§ DATASET EXCERPTS:
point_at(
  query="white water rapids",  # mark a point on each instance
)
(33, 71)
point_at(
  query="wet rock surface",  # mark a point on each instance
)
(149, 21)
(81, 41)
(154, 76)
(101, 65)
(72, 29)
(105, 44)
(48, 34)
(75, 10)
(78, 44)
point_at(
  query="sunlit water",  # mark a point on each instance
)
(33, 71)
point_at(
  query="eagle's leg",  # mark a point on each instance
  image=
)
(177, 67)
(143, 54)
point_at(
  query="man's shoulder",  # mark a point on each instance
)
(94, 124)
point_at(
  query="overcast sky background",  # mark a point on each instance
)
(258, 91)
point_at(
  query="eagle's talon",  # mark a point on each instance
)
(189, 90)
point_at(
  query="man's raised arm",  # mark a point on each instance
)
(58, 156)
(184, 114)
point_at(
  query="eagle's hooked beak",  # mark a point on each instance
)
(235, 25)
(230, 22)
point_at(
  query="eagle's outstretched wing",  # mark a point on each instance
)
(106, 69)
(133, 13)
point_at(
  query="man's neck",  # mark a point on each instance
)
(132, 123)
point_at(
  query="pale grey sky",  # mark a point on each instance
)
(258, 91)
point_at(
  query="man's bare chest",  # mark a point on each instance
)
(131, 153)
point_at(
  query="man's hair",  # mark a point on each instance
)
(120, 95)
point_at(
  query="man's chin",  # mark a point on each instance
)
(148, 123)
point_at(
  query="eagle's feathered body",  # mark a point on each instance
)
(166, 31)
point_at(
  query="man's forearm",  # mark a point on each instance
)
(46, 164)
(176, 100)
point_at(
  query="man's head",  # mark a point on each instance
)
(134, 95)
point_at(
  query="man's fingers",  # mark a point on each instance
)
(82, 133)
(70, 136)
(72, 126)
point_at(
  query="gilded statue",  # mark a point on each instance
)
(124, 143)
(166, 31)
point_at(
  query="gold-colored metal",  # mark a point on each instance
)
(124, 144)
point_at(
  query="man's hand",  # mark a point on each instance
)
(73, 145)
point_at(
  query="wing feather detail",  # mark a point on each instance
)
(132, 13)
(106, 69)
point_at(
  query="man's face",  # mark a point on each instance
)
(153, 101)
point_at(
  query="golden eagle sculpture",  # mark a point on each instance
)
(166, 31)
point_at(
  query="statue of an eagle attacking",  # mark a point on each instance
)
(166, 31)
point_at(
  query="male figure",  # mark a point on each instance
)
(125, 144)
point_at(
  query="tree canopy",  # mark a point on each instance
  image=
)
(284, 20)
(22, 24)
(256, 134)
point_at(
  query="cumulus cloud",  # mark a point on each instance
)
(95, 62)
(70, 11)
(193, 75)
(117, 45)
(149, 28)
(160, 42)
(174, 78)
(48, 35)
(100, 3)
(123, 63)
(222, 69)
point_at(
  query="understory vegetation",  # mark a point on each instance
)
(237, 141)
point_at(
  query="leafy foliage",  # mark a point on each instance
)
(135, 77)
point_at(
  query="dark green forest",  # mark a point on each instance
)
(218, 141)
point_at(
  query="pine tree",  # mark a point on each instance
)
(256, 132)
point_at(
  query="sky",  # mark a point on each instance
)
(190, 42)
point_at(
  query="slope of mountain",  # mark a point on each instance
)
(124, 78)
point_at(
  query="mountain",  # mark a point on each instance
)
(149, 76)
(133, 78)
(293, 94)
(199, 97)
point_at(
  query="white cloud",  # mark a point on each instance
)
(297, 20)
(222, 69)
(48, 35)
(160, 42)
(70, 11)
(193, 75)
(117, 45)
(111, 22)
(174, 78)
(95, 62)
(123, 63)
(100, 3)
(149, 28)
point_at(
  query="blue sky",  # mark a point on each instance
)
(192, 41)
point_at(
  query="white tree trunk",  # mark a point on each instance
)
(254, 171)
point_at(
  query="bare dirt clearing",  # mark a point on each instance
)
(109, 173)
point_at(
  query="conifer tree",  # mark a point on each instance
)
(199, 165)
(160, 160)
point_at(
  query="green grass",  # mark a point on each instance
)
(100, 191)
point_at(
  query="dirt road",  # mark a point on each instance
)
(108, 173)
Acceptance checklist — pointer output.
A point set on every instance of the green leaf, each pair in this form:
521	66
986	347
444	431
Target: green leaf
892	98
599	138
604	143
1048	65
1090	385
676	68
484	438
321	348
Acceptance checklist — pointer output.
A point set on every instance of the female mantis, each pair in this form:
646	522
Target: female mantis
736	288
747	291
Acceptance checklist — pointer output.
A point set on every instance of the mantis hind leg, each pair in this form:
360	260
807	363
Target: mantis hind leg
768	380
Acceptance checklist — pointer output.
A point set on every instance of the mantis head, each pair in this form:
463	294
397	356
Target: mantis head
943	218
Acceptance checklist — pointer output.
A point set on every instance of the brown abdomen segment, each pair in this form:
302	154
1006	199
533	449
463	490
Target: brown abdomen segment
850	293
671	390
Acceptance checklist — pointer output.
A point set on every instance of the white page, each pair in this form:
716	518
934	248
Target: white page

§ WHAT IS ASKED: Exact copies of all the records are required.

§ FULL ANSWER:
point_at(
  query="white water rapids",  # mark a point on each instance
)
(33, 71)
point_at(
  query="wet rock surface",  # mark a point on each instance
)
(149, 21)
(81, 41)
(154, 76)
(101, 65)
(72, 29)
(105, 44)
(48, 34)
(75, 10)
(78, 44)
point_at(
  query="sunlit water",  # mark a point on each instance
)
(33, 71)
point_at(
  query="eagle's leg",  # mark a point on each instance
  image=
)
(177, 67)
(143, 54)
point_at(
  query="man's shoulder",  # mark a point on each instance
)
(94, 124)
point_at(
  query="overcast sky background",  # mark a point on each instance
)
(258, 91)
point_at(
  query="eagle's talon",  # mark a point on each instance
)
(189, 90)
point_at(
  query="man's raised arm",  # mark a point on each instance
)
(58, 156)
(184, 114)
point_at(
  query="eagle's hooked beak",  # mark a point on each instance
)
(235, 25)
(230, 22)
point_at(
  query="eagle's outstretched wing",  # mark a point on each instance
)
(106, 69)
(133, 13)
point_at(
  query="man's neck",  # mark a point on each instance
)
(132, 123)
point_at(
  query="pale grey sky",  # mark a point on each instance
)
(258, 91)
point_at(
  query="man's bare chest",  # mark a point on each instance
)
(131, 153)
point_at(
  query="man's hair",  # mark a point on each instance
)
(120, 95)
point_at(
  query="man's chin",  # mark a point on each instance
)
(148, 123)
point_at(
  query="eagle's feathered body",  # mark a point on each instance
)
(166, 31)
point_at(
  query="man's forearm",  # mark a point on each instance
)
(46, 164)
(176, 100)
point_at(
  query="man's head",  # mark a point on each instance
)
(134, 95)
point_at(
  query="man's fingers",  # mark a point on each instance
)
(82, 133)
(70, 136)
(72, 126)
point_at(
  query="gilded statue",  # mark a point on each instance
)
(124, 143)
(166, 31)
point_at(
  query="gold-colored metal",  # mark a point on each instance
)
(124, 144)
point_at(
  query="man's hand",  # mark a point on each instance
)
(73, 145)
point_at(
  query="wing feather detail",  # mark a point on each instance
)
(132, 13)
(106, 69)
point_at(
  query="man's face",  # mark a point on each instance
)
(153, 101)
point_at(
  query="golden eagle sculpture",  # mark a point on each instance
)
(166, 31)
point_at(
  query="statue of an eagle attacking",  # mark a point on each instance
)
(166, 31)
point_at(
  query="male figure",  # mark a point on each instance
)
(125, 144)
point_at(
  query="tree canopy",  # mark a point on each instance
  image=
)
(284, 20)
(22, 24)
(256, 134)
point_at(
  query="cumulus cloud",  # mark a point on each instance
)
(95, 62)
(70, 11)
(193, 75)
(117, 45)
(149, 28)
(160, 42)
(174, 78)
(48, 35)
(100, 3)
(123, 63)
(222, 69)
point_at(
  query="understory vegetation",  # mark a point on each instance
)
(237, 141)
point_at(
  query="leafy foliage",  # mark a point on each instance
)
(135, 77)
point_at(
  query="dark green forest",  # mark a point on each instance
)
(218, 141)
point_at(
  query="pine tree",  # mark a point on each instance
)
(256, 132)
point_at(
  query="sky",  # mark a point on each instance
)
(190, 42)
point_at(
  query="slope of mountain",  # mark a point on each instance
)
(124, 78)
point_at(
  query="mountain",  # mark a point on each instance
)
(149, 76)
(133, 78)
(293, 94)
(199, 97)
point_at(
  query="white cloud",  # mark a point on each instance
)
(297, 20)
(222, 69)
(48, 35)
(160, 42)
(70, 11)
(193, 75)
(117, 45)
(111, 22)
(174, 78)
(95, 62)
(123, 63)
(100, 3)
(149, 28)
point_at(
  query="blue sky",  # mark a point on each instance
)
(192, 41)
point_at(
  query="white tree trunk",  # mark a point on each instance
)
(254, 171)
point_at(
  query="bare dirt clearing",  # mark a point on each instance
)
(109, 173)
point_at(
  query="conifer tree",  # mark a point on each instance
)
(199, 165)
(160, 160)
point_at(
  query="green grass",  # mark a point on each instance
)
(100, 191)
point_at(
  query="dirt road",  # mark a point on each instance
)
(108, 173)
Acceptance checklist — pointer output.
A point set on every instance of the green leaf, each pair in this form:
521	66
986	347
444	431
Target: green leaf
892	98
599	138
604	143
1048	65
1090	385
676	68
484	438
321	348
Acceptance checklist — pointer output.
A point set on every instance of the female mantis, each pair in this form:
646	522
Target: female mantis
736	288
747	291
Acceptance checklist — pointer output.
A point set on every instance of the mantis hind leg, each pair in this form:
360	260
807	363
Target: mantis hind leg
768	380
Acceptance checklist — pointer output.
A point set on every instance of the mantis head, each pair in this form:
463	294
397	356
Target: mantis head
943	218
Acceptance checklist — pointer output.
A point set on every instance of the brown abdomen segment, each pair in this form:
302	154
1006	199
533	449
463	490
Target: brown abdomen segment
850	293
671	390
Acceptance checklist — pointer output.
A point set on every instance of the white page, each pair in this form:
716	518
934	248
Target: white page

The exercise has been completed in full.